> _ZADANIE A_
Proszę przedstawić w formie listy numerowanej, bez pustych linii, wyłącznie fragment wierszy zamieszczonych poniżej, po tekście: od ich pierwszej linii do linii zawierającej „x=184 y=381”, obie włącznie. Obrazy należy pominąć w odpowiedzi.

* * *

W roku 2002 Zlot Św. Jerzego nie przyciągnął tłumów. Z Szesnastki uczestniczyło w nim raptem kilka osób i ogólny wydźwięk zlotu nie był zachęcający. Ale w tym roku było inaczej. Przed Zlotem osiągnęliśmy stan wysokiej mobilizacji, dzięki której byliśmy chyba najliczniejszą reprezentacją drużyn mazowieckich. I być może stąd to piąte miejsce w ogólnej klasyfikacji.

Zlot rozpoczął się w piątek wieczorem. Na miejsce Drużyna dojechała autokarem ( w towarzystwie pięciu druhów ze 194 WDH „Puchacze") około godz. 21:30. Szybko rozbito pięć namiotów czteroosobowych i dwa trzyosobowe i zainstalowano się w nich w kolejności numeracji plutonów. W piątkowy wieczór kadrę stanowili drużynowy Lesław Kuczyński i przyboczny Marek Gajdziński. Obok Szesnastki przycupnęły delegacje 131, 194, 214 i 215 WDH, które, tak jak nasza Drużyna, wchodzą w skład hufca „Klucz".

Piątek zakończył się ogniskiem instruktorskim i odprawą przed dniem kolejnym. Większość harcerzy 16 WDH po raz pierwszy nocowała w namiotach, więc nie wiedzieli, jak należy się zachować, co spowodowało, że już około 4:00 prawie wszyscy byli na nogach. Około 8:00 do Szesnastki przybyli jeszcze dwaj instruktorzy: Andrzej Karwan i piszący te słowa. Niestety – było już po śniadaniu..

* * *

> _ZADANIE B_
O której godzinie drużyna dotarła na miejsce według relacji ze Zlotu Św. Jerzego?

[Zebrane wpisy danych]
* * *

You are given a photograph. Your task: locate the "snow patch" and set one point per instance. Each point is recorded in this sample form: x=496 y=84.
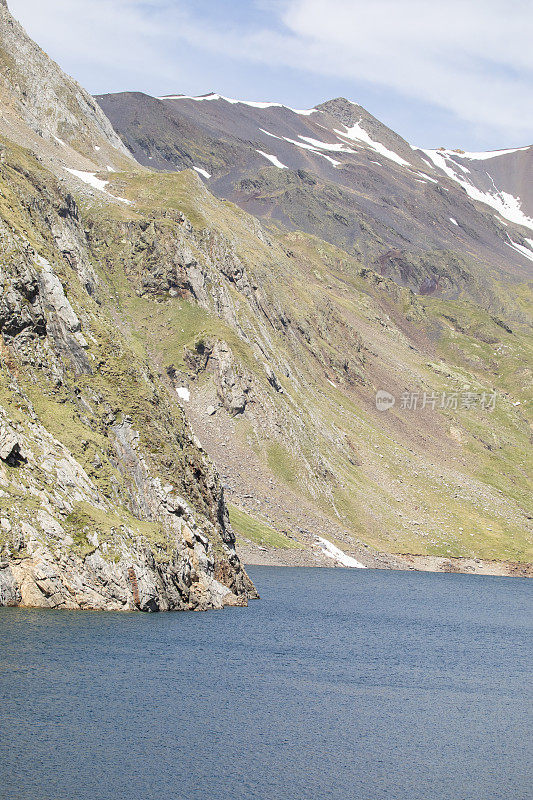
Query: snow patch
x=333 y=552
x=202 y=172
x=358 y=134
x=488 y=154
x=505 y=204
x=272 y=159
x=252 y=103
x=426 y=177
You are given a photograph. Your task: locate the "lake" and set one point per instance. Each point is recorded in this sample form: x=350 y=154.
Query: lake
x=342 y=684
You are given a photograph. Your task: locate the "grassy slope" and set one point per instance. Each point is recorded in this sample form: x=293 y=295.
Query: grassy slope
x=444 y=483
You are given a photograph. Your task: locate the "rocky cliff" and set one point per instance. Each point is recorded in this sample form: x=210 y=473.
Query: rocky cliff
x=107 y=499
x=150 y=329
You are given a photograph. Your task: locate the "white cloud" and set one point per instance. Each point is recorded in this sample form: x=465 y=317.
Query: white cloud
x=472 y=58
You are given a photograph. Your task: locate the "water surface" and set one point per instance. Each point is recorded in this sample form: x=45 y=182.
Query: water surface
x=338 y=684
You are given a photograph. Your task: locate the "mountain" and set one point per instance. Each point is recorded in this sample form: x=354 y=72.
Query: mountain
x=107 y=499
x=337 y=172
x=184 y=381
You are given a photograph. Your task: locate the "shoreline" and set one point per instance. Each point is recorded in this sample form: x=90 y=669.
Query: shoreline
x=255 y=555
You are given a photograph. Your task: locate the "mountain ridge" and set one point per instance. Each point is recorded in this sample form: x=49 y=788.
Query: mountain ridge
x=156 y=336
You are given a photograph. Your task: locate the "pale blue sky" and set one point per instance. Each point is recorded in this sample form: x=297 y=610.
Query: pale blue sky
x=458 y=74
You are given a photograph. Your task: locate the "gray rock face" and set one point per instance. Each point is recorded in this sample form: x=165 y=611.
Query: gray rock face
x=53 y=105
x=90 y=515
x=348 y=179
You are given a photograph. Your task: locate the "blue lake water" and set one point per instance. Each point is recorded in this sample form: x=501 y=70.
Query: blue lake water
x=341 y=684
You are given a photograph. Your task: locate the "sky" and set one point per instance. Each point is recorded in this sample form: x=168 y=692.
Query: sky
x=453 y=74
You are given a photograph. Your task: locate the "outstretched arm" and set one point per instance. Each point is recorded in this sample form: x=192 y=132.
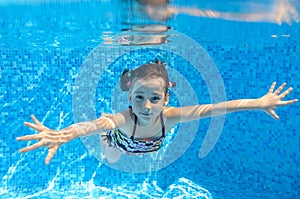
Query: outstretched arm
x=267 y=103
x=53 y=139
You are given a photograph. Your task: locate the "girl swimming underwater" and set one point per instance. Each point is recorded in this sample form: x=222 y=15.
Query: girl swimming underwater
x=143 y=126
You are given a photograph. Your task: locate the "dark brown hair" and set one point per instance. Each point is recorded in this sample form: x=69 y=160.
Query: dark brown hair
x=145 y=71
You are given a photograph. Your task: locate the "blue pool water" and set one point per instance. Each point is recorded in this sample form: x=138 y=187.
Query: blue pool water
x=47 y=45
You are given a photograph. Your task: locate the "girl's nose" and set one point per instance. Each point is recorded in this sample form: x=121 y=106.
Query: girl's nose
x=147 y=105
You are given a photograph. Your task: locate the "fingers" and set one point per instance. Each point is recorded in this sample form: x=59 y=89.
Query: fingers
x=36 y=120
x=30 y=137
x=32 y=147
x=33 y=126
x=280 y=88
x=50 y=155
x=285 y=93
x=273 y=114
x=272 y=87
x=282 y=103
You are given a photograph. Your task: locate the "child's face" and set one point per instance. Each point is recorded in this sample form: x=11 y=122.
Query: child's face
x=147 y=98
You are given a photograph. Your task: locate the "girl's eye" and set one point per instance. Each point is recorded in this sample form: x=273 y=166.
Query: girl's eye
x=155 y=99
x=139 y=97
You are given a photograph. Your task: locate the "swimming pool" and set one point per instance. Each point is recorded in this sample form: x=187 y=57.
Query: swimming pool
x=45 y=46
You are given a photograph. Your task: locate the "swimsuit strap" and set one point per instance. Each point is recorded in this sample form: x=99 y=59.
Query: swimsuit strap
x=135 y=123
x=162 y=124
x=134 y=128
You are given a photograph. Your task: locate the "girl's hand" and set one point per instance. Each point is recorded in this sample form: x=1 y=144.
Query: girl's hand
x=47 y=137
x=271 y=100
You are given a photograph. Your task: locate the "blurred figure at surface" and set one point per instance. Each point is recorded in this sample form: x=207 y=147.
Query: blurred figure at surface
x=280 y=11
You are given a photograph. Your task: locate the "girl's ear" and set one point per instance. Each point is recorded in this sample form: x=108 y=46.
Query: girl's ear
x=166 y=100
x=129 y=97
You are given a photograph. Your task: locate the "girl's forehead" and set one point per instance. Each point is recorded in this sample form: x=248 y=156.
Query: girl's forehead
x=152 y=84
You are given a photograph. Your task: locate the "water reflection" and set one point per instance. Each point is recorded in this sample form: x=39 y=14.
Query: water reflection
x=277 y=11
x=141 y=34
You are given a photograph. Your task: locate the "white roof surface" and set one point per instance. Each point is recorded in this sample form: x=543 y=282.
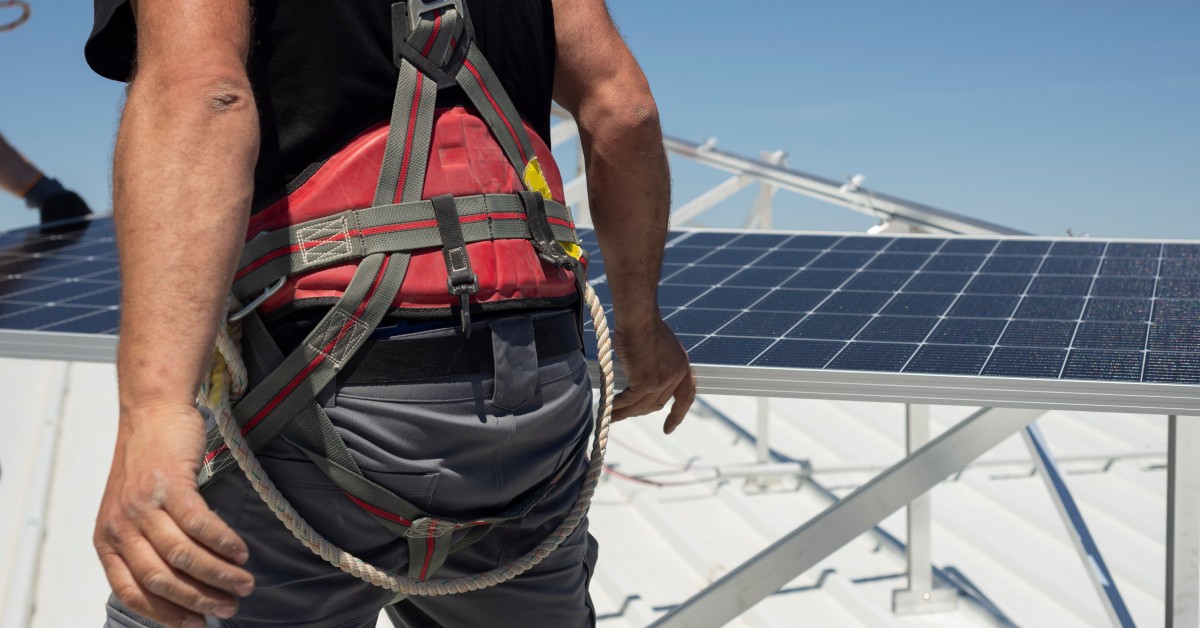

* * *

> _PEŁNA ODPOWIEDŹ A_
1. You are given a photograph. Your task: locate the "snow patch" and set one point per instance. Each point is recorded in this sample form: x=496 y=84.
2. Query: snow patch
3. x=333 y=552
4. x=202 y=172
5. x=358 y=134
6. x=488 y=154
7. x=505 y=204
8. x=272 y=159
9. x=252 y=103
10. x=426 y=177
11. You are given a photograph. Your task: locate the "lake" and set one point per instance. Each point is recorded in this sample form: x=350 y=154.
12. Query: lake
13. x=342 y=684
14. You are given a photograph. Your task: locate the "grassy slope" and set one point per instance. Each point is recorded in this sample form: x=293 y=295.
15. Query: grassy slope
16. x=444 y=483
17. You are given a photograph. Your task: locate the "rocky cliff" and set one point per instance. Each point is recorded in this sample form: x=210 y=473.
18. Query: rocky cliff
19. x=107 y=499
20. x=150 y=329
21. You are given a photograph. Your task: locate the "white cloud" and set one point per instance. Each point is recorded in this sample form: x=465 y=317.
22. Query: white cloud
23. x=472 y=58
24. You are given a photograph. Your task: locate the "water surface" and set one point per instance. Each point is recorded in this sample form: x=45 y=182.
25. Query: water surface
26. x=338 y=684
27. You are given a photograph. Your task: locate the "mountain" and set one point per instance. Each point is recorded in this sample form: x=354 y=72.
28. Query: mountain
29. x=107 y=499
30. x=337 y=172
31. x=184 y=381

> _PEŁNA ODPOWIEDŹ B_
Około godz. 21:30.